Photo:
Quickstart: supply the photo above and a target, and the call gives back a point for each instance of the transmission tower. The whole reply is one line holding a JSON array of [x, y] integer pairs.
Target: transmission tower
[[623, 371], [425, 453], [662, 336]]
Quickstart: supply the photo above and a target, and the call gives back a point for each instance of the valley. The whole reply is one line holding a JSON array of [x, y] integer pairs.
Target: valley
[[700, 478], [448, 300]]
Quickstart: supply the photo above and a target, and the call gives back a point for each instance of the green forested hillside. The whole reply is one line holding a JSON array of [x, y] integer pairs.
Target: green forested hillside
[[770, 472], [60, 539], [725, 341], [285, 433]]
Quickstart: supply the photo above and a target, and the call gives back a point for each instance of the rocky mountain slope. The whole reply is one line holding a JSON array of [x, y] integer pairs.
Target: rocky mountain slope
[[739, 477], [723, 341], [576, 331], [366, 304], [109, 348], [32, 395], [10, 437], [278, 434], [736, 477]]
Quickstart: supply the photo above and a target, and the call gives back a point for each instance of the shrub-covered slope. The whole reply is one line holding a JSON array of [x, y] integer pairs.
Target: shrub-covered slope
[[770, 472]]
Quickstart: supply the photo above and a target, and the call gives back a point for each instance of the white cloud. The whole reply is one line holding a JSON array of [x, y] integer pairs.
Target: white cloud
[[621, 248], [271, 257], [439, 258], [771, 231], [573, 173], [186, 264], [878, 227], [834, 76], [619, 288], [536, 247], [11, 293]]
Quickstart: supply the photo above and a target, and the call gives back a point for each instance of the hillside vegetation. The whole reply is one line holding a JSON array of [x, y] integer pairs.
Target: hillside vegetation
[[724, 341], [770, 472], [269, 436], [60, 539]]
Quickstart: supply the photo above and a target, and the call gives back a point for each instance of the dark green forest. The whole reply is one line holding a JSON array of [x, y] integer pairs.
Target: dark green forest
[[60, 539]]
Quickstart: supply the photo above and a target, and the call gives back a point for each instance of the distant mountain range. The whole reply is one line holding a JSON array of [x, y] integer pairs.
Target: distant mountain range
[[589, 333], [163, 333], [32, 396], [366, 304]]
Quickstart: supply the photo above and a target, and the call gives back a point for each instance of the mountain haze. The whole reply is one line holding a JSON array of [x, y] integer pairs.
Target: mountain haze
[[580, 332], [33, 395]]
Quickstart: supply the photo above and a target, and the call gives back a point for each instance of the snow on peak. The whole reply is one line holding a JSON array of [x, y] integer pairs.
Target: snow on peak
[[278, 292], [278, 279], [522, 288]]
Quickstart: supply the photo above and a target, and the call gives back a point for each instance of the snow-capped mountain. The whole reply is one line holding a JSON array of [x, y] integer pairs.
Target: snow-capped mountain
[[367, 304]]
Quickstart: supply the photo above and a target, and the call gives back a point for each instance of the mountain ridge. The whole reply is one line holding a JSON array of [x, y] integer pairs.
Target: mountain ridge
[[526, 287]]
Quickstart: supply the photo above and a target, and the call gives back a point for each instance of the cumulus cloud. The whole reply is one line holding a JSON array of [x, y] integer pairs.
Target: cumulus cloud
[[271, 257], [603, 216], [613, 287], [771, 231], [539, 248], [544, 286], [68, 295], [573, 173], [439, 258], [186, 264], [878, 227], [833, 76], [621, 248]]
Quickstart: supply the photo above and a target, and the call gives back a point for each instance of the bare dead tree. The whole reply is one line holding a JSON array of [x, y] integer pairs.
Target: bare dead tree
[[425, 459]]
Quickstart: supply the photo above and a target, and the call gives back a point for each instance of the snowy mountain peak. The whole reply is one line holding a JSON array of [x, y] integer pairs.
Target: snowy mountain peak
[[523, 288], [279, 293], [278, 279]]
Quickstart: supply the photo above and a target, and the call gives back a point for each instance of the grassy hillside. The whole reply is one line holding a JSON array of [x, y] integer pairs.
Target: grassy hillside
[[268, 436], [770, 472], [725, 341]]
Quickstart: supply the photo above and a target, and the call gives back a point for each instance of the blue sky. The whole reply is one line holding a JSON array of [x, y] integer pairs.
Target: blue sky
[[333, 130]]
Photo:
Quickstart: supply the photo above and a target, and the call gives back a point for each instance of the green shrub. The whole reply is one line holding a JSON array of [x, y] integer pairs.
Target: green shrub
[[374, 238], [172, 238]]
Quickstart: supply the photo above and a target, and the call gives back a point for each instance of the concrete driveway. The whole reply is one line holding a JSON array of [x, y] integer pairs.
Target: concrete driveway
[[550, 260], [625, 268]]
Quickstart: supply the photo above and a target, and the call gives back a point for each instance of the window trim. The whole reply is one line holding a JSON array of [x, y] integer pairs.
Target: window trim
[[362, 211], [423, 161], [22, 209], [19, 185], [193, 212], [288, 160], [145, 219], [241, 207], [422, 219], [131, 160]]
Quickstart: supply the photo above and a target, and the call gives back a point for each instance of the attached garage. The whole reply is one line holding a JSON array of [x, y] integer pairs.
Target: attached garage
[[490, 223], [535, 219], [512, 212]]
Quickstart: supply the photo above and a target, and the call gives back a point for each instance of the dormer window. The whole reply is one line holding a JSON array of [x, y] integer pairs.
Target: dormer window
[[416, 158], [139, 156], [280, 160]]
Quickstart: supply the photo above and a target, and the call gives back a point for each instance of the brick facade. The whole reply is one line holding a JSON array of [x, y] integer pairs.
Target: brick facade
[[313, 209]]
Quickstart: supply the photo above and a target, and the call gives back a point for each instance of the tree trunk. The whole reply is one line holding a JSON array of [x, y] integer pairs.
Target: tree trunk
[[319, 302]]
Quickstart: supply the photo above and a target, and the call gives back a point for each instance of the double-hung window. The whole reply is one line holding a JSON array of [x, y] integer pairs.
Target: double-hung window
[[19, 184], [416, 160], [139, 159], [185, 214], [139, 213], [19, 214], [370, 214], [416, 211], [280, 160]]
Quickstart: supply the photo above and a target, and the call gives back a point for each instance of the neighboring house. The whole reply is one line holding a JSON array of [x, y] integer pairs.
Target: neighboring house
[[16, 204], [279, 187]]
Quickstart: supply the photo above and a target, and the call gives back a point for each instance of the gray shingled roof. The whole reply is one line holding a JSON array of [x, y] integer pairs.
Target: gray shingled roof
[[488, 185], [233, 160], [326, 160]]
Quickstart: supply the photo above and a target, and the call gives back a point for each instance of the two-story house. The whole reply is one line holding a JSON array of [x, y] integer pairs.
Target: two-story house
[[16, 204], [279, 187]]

——————————

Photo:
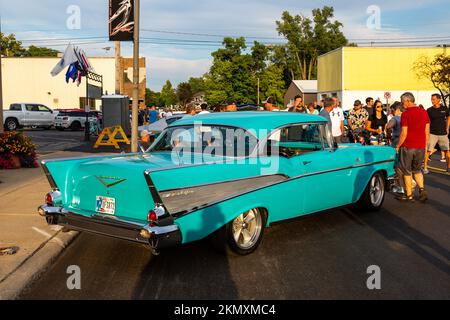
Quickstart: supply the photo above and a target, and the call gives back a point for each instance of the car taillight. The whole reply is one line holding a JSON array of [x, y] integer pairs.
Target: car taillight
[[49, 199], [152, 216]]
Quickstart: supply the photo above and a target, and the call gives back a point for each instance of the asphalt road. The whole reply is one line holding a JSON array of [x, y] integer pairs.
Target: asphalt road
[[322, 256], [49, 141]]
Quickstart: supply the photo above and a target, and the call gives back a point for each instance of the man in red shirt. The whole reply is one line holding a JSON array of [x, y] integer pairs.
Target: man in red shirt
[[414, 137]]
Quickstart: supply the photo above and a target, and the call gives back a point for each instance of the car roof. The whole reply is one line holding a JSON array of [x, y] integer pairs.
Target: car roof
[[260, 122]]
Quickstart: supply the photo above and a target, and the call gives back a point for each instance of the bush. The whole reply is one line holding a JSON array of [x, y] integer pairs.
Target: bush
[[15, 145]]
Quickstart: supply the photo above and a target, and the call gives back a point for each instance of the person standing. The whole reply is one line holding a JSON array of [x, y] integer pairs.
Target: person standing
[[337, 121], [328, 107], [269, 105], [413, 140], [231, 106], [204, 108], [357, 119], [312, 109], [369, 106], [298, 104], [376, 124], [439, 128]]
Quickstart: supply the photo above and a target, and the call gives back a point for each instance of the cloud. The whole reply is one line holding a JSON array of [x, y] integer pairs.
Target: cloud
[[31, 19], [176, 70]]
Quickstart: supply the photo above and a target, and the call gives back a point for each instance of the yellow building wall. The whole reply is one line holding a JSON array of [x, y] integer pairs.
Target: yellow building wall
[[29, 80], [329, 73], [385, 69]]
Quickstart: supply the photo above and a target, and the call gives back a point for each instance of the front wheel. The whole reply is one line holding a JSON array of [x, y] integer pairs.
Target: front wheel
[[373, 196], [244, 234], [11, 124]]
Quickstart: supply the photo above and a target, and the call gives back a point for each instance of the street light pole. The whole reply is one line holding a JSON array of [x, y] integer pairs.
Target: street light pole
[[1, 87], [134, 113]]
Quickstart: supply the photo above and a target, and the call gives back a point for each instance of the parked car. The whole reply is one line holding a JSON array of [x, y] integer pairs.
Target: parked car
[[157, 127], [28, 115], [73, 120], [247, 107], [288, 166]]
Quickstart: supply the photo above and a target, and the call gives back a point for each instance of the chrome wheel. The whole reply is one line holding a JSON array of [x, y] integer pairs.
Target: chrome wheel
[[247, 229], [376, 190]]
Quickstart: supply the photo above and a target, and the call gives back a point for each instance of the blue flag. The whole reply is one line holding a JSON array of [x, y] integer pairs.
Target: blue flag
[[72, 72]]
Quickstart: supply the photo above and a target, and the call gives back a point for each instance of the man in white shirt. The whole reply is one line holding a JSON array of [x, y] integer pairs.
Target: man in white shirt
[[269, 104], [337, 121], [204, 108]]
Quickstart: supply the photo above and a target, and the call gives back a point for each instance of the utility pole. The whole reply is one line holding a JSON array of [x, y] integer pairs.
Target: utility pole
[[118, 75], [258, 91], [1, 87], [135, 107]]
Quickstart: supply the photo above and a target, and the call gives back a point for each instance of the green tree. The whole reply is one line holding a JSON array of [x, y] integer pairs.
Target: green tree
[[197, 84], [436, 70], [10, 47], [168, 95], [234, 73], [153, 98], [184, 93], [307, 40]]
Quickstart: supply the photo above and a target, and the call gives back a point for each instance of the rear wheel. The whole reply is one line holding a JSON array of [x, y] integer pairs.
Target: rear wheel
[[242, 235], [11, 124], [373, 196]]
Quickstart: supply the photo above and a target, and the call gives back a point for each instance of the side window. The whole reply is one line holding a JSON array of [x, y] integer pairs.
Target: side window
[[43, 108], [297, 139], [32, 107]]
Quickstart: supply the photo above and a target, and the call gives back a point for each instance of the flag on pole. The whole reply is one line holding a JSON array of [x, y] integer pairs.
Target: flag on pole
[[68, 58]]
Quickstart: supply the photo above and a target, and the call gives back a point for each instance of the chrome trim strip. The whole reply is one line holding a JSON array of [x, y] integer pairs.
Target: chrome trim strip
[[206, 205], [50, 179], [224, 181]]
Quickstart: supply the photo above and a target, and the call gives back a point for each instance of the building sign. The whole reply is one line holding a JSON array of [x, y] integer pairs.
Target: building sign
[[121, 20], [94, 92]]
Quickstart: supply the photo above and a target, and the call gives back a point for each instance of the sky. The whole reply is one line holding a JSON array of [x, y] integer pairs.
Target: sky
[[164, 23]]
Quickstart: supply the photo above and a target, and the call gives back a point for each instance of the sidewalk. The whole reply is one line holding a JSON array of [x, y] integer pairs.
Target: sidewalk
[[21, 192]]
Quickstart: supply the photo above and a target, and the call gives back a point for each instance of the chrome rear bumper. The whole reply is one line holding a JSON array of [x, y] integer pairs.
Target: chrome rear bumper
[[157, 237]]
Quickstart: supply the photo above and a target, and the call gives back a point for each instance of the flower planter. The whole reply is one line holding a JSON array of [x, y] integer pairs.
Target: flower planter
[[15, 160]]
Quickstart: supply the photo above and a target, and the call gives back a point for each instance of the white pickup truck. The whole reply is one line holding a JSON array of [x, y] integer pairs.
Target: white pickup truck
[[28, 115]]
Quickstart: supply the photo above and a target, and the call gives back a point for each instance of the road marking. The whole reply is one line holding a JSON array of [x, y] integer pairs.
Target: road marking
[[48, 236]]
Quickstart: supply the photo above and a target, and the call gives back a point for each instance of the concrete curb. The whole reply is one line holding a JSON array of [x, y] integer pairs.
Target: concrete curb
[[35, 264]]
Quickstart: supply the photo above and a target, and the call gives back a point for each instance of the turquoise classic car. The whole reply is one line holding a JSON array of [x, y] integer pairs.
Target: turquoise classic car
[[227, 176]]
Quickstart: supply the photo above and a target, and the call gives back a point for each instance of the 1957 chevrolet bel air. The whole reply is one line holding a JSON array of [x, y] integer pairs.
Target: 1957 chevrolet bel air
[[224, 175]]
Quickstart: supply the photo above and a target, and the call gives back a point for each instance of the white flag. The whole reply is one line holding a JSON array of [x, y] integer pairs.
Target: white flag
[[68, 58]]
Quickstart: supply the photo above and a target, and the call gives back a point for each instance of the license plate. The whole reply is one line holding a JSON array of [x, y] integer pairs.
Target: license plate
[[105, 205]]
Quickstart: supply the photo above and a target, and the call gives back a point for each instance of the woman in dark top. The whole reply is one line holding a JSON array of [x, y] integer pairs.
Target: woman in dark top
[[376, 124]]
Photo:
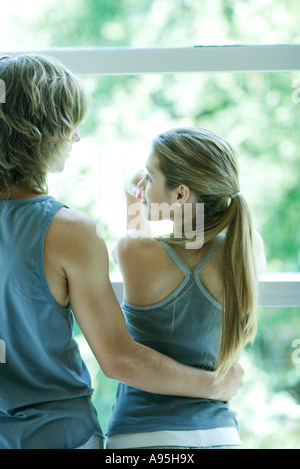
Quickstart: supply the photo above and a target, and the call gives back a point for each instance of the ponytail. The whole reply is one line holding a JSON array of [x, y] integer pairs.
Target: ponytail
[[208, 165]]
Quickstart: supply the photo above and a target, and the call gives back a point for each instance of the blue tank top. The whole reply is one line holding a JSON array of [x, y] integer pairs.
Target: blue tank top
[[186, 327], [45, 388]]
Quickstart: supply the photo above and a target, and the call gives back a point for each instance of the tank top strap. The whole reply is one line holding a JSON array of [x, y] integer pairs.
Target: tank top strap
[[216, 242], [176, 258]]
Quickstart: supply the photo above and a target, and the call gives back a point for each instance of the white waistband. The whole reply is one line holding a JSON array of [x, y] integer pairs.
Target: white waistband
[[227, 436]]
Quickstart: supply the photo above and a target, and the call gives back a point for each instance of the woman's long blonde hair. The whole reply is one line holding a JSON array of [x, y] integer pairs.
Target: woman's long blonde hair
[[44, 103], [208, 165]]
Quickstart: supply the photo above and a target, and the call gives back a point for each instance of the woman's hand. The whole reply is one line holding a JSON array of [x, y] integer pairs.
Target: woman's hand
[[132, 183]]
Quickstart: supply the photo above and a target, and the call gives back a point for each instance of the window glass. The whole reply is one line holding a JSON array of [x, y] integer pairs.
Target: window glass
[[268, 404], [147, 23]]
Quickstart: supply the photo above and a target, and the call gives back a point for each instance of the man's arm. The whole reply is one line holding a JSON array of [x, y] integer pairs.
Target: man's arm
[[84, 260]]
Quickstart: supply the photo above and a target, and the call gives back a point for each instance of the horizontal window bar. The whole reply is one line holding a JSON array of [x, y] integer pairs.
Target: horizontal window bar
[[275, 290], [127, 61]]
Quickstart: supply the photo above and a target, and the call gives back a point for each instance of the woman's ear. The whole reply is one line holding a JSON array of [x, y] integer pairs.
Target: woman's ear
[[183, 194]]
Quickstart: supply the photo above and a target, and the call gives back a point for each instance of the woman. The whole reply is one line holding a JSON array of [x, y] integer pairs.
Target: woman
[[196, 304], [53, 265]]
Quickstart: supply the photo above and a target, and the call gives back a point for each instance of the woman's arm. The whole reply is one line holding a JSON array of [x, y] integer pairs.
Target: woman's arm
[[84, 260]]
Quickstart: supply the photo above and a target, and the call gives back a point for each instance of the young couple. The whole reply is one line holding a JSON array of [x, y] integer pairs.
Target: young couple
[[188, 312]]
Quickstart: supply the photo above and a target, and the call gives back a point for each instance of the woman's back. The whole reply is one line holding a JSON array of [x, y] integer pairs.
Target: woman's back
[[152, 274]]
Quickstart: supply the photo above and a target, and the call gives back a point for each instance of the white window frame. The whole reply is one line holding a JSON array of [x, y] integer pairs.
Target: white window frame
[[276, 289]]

——————————

= Exercise brief =
Arrange the lines of the listing from the line with "the white waistband." to the line with "[[227, 436]]" as a numbered list, leaving out any blank lines.

= Written reply =
1. Quickstart: supply the photo above and a target, and the call gives back a point for each instance of the white waistband. The whole reply is one line holding a JSON array of [x, y] integer pairs.
2. Target: white waistband
3. [[227, 436]]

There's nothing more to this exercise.